**Request**
Reproduce the entries between the lines holding "Segment every instance of the wine" and "POLYGON ((307 218, 310", inclusive, changing "wine glass" to "drinking glass" and leaving everything else unchanged.

**Dataset records**

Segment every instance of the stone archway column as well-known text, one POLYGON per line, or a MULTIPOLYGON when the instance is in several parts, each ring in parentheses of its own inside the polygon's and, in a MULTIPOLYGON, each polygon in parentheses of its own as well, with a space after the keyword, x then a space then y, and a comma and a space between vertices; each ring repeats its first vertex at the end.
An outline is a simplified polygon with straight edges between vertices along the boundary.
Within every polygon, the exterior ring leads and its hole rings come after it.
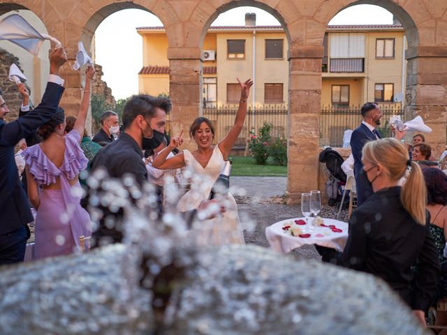
POLYGON ((447 144, 447 46, 409 48, 406 77, 407 119, 417 115, 433 129, 425 135, 432 154, 439 158, 447 144))
POLYGON ((184 145, 181 149, 196 149, 189 140, 192 121, 201 114, 200 51, 197 48, 170 47, 169 59, 170 97, 173 102, 170 113, 171 135, 177 135, 183 128, 184 145))
POLYGON ((322 46, 291 45, 287 201, 318 189, 322 46))

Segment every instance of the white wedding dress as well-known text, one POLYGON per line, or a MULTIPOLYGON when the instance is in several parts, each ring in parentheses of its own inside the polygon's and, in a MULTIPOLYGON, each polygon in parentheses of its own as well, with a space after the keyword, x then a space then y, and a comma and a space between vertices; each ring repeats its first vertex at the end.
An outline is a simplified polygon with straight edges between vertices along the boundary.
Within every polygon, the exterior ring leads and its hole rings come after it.
MULTIPOLYGON (((200 202, 207 200, 214 181, 220 174, 225 161, 219 146, 214 147, 207 165, 203 168, 189 150, 183 150, 186 168, 193 175, 191 178, 191 190, 177 204, 180 211, 195 209, 200 202)), ((237 214, 237 205, 235 198, 228 193, 226 211, 222 215, 211 220, 195 223, 191 236, 198 245, 244 244, 244 233, 237 214)))

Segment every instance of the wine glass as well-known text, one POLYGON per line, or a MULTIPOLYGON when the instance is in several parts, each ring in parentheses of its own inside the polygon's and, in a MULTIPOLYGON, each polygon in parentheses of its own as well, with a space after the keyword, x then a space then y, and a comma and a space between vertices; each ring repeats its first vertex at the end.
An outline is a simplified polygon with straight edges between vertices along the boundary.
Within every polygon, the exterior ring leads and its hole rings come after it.
POLYGON ((310 191, 310 211, 314 214, 313 225, 315 225, 316 216, 321 210, 321 195, 319 191, 310 191))
POLYGON ((307 218, 310 216, 310 193, 302 193, 301 195, 301 213, 306 218, 306 230, 307 230, 309 224, 307 218))

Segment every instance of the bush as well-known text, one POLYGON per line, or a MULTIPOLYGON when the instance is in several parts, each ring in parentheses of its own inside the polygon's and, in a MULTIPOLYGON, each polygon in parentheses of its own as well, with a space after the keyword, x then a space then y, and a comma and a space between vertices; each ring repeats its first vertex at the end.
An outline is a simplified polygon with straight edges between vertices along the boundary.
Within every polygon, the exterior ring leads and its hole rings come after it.
POLYGON ((268 146, 272 140, 270 131, 272 124, 264 122, 263 126, 259 129, 258 136, 254 133, 250 133, 249 140, 249 148, 251 151, 251 156, 256 161, 256 164, 265 165, 268 158, 268 146))
POLYGON ((276 138, 268 147, 268 156, 276 165, 287 165, 287 141, 276 138))

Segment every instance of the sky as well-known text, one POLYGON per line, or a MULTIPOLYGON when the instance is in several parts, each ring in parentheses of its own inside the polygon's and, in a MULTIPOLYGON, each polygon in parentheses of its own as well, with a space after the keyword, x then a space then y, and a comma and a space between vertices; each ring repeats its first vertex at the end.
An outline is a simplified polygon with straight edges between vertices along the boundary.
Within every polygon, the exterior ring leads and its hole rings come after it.
MULTIPOLYGON (((245 13, 256 13, 256 24, 279 25, 270 14, 254 7, 238 7, 223 13, 212 26, 242 26, 245 13)), ((330 24, 390 24, 393 15, 373 5, 349 7, 335 15, 330 24)), ((115 98, 138 93, 138 72, 142 67, 142 39, 138 27, 162 26, 153 14, 139 9, 125 9, 106 17, 96 35, 96 62, 103 66, 103 80, 115 98)))

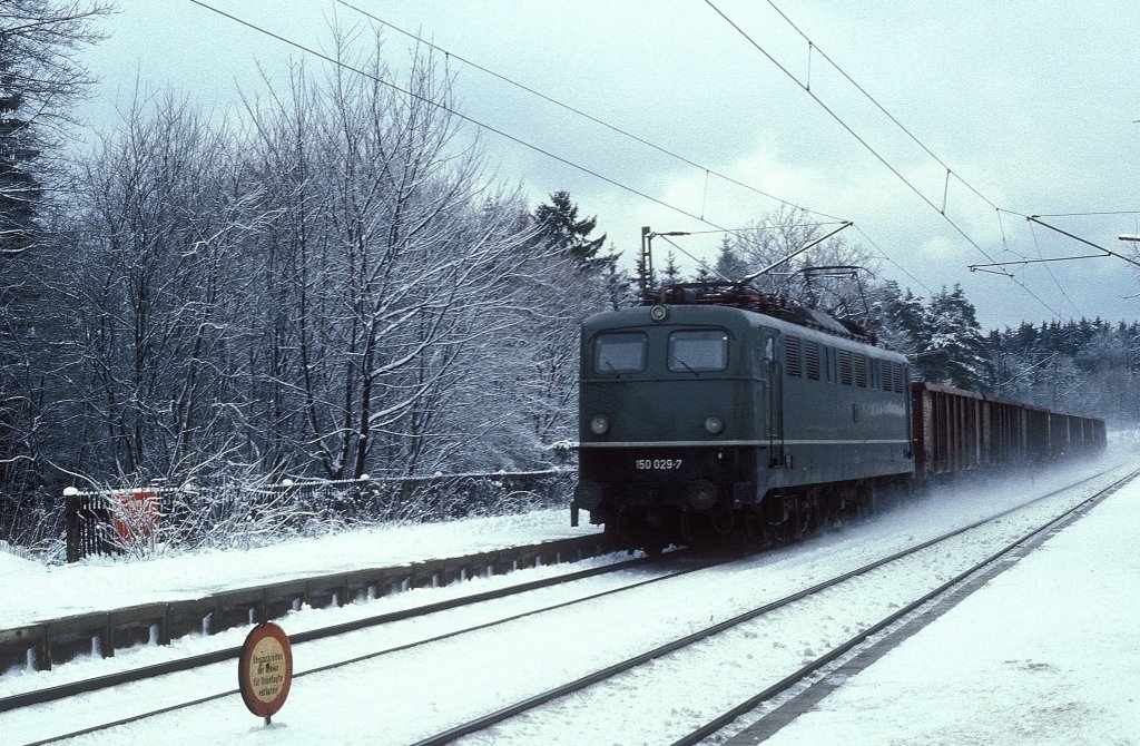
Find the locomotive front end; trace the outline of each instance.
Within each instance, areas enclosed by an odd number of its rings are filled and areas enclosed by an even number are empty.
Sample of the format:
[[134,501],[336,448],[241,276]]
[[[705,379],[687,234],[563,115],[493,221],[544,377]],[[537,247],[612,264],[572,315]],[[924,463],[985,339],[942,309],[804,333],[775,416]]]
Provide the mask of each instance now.
[[653,306],[587,319],[575,506],[621,545],[650,551],[731,521],[734,505],[757,498],[764,349],[738,309]]

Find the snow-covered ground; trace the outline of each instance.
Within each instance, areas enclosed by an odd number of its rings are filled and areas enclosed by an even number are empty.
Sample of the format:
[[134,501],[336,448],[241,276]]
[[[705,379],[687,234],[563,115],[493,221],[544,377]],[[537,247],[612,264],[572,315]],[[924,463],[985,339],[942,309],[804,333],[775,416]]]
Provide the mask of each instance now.
[[[1091,472],[1092,468],[1082,465],[1074,471]],[[1029,490],[1041,494],[1050,485],[1059,486],[1074,478],[1073,472],[1052,472],[1036,475],[1018,484],[991,483],[970,490],[935,493],[870,521],[850,525],[842,532],[734,563],[723,573],[705,577],[699,584],[666,581],[646,586],[620,603],[601,609],[592,607],[589,615],[567,610],[546,622],[531,619],[513,623],[516,626],[510,634],[469,635],[446,647],[383,656],[359,666],[304,676],[294,682],[290,702],[269,729],[263,729],[258,719],[245,712],[235,695],[211,705],[148,719],[117,731],[92,735],[78,743],[152,740],[197,744],[233,743],[237,739],[266,744],[308,744],[316,739],[326,743],[407,743],[408,735],[434,732],[465,719],[471,709],[484,709],[486,703],[502,700],[506,704],[519,691],[537,691],[544,686],[561,683],[572,678],[576,671],[589,668],[598,659],[633,655],[640,651],[643,640],[679,634],[697,622],[726,617],[756,598],[768,598],[788,587],[822,579],[837,565],[881,556],[947,526],[992,514],[1024,500]],[[1084,492],[1090,490],[1091,487]],[[1080,495],[1070,495],[1065,500],[1072,502],[1078,498]],[[1140,666],[1137,665],[1140,654],[1119,644],[1127,642],[1130,635],[1135,639],[1138,632],[1135,610],[1140,603],[1130,598],[1134,585],[1132,578],[1140,570],[1140,559],[1132,557],[1131,551],[1131,537],[1140,529],[1140,511],[1135,510],[1138,500],[1140,486],[1117,493],[943,621],[888,655],[865,674],[852,679],[839,692],[821,703],[819,714],[809,714],[777,733],[779,743],[839,743],[840,739],[842,743],[860,744],[1140,743],[1129,740],[1140,732],[1140,728],[1135,727],[1137,716],[1133,714],[1137,708],[1127,699],[1140,680]],[[30,594],[32,598],[21,607],[23,614],[55,616],[58,613],[58,607],[54,606],[57,601],[46,598],[41,589],[66,589],[67,592],[83,594],[85,607],[75,601],[67,602],[67,613],[74,613],[99,608],[97,589],[76,587],[89,583],[98,582],[104,592],[109,593],[109,599],[103,598],[103,606],[117,605],[124,598],[131,599],[128,602],[154,601],[156,592],[164,593],[163,598],[166,598],[172,592],[201,593],[361,565],[482,551],[495,543],[496,536],[512,532],[516,532],[515,535],[530,534],[530,540],[534,540],[538,536],[552,537],[545,533],[548,529],[557,536],[584,530],[570,529],[565,524],[565,514],[555,512],[524,520],[508,519],[498,525],[490,522],[486,529],[466,522],[410,527],[251,552],[218,552],[154,562],[100,561],[51,570],[26,560],[0,559],[0,571],[3,573],[0,591],[6,599],[13,598],[9,589],[15,587]],[[426,536],[420,532],[432,534]],[[504,543],[513,542],[515,535]],[[443,546],[446,549],[440,550]],[[0,554],[0,558],[3,556]],[[288,565],[283,567],[280,562]],[[266,568],[270,568],[272,574],[259,574]],[[540,568],[534,571],[553,570]],[[531,570],[519,575],[528,573]],[[57,581],[57,577],[64,579]],[[483,582],[487,581],[478,581]],[[503,581],[496,578],[495,582]],[[44,586],[43,583],[59,585]],[[455,592],[455,587],[416,591],[405,594],[408,599],[381,599],[367,606],[376,607],[369,613],[381,613],[388,610],[381,608],[383,605],[407,603],[413,598],[418,602],[429,602],[437,600],[438,594]],[[41,607],[51,613],[44,614]],[[830,608],[819,613],[821,619],[834,622],[837,633],[841,633],[845,626],[849,626],[856,610],[850,598],[840,597]],[[340,621],[337,614],[350,613],[352,609],[302,611],[286,619],[284,626],[286,631],[296,625],[309,626],[312,618],[335,622]],[[1094,621],[1091,626],[1084,624],[1088,618]],[[303,655],[299,648],[298,668],[317,665],[315,662],[318,659],[349,657],[392,647],[413,634],[426,636],[437,626],[465,623],[467,619],[459,617],[447,622],[421,621],[409,625],[408,630],[383,627],[337,639],[323,648],[311,648]],[[0,621],[0,627],[5,626],[9,624]],[[235,634],[239,638],[244,633],[235,631]],[[1007,635],[1015,639],[1005,639]],[[602,640],[603,636],[609,639]],[[202,640],[192,642],[204,643]],[[790,649],[781,650],[779,643],[768,642],[767,657],[803,659],[813,652],[804,649],[798,639],[788,638],[784,642],[783,647]],[[741,649],[725,650],[724,657]],[[156,649],[145,648],[132,654],[141,662],[141,657],[155,655]],[[104,666],[129,665],[132,654],[119,655],[109,662],[92,659],[76,665],[89,667],[84,675],[91,675]],[[673,680],[676,673],[670,673],[670,667],[676,665],[654,666],[629,679],[626,686],[630,697],[627,702],[634,700],[632,695],[638,689],[654,689],[661,686],[661,680]],[[750,665],[752,663],[747,657],[733,664],[746,674]],[[756,660],[756,665],[759,666],[760,662]],[[62,666],[58,672],[68,667]],[[174,687],[203,694],[226,691],[233,688],[235,668],[219,666],[213,673],[202,672],[173,684],[170,681],[144,682],[131,696],[138,700],[158,699],[162,691]],[[876,672],[883,670],[886,674],[873,678]],[[3,676],[0,678],[0,691],[51,686],[58,683],[52,679],[56,675],[60,674],[25,672]],[[861,683],[863,680],[869,680],[869,683]],[[710,688],[715,689],[715,684]],[[669,689],[665,687],[666,691]],[[715,699],[712,694],[676,688],[669,695],[671,700],[666,703],[667,711],[675,711],[677,720],[684,720],[690,705]],[[980,704],[979,696],[984,698]],[[588,698],[573,698],[544,708],[548,712],[538,714],[537,721],[545,719],[547,722],[569,723],[560,727],[560,738],[552,738],[551,731],[537,722],[532,727],[497,729],[472,740],[662,743],[661,731],[650,722],[640,721],[636,708],[620,706],[624,699],[620,694],[617,697],[611,694],[609,698],[617,699],[619,706],[603,712],[600,704],[591,704]],[[36,719],[44,722],[71,721],[84,706],[96,702],[84,702],[88,699],[78,698],[66,706],[43,708],[31,715],[25,713],[19,719],[15,716],[18,713],[0,714],[0,744],[34,740],[41,732],[35,727]],[[470,700],[484,704],[472,708],[466,704]],[[1050,721],[1066,717],[1070,719],[1068,723],[1049,730]],[[1065,737],[1053,738],[1052,732]],[[1092,733],[1093,738],[1074,738],[1084,732]]]
[[570,527],[564,510],[415,524],[298,540],[247,551],[210,551],[146,561],[89,558],[48,567],[0,552],[0,630],[85,611],[196,599],[235,590],[406,565],[447,557],[587,536],[597,527]]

**Written solution**
Segment every instance of the drinking glass as well-known text, one POLYGON per line, or a MULTIPOLYGON when the instance is in several parts, each ring in parentheses of its own inside the polygon's and, in a MULTIPOLYGON, each polygon in parentheses of its own as well, with a space after the keyword, x then a space then y, and a comma and a space between vertices; each ring repeats its first vertex at the end.
An outline is a simplified polygon with straight edges between vertices along the boundary.
Within every polygon, the exterior ring leads and its hole rings come after it.
POLYGON ((310 191, 310 211, 314 214, 313 225, 315 225, 316 216, 321 210, 321 195, 319 191, 310 191))
POLYGON ((307 218, 310 216, 310 193, 302 193, 301 195, 301 213, 306 218, 306 230, 307 230, 309 224, 307 218))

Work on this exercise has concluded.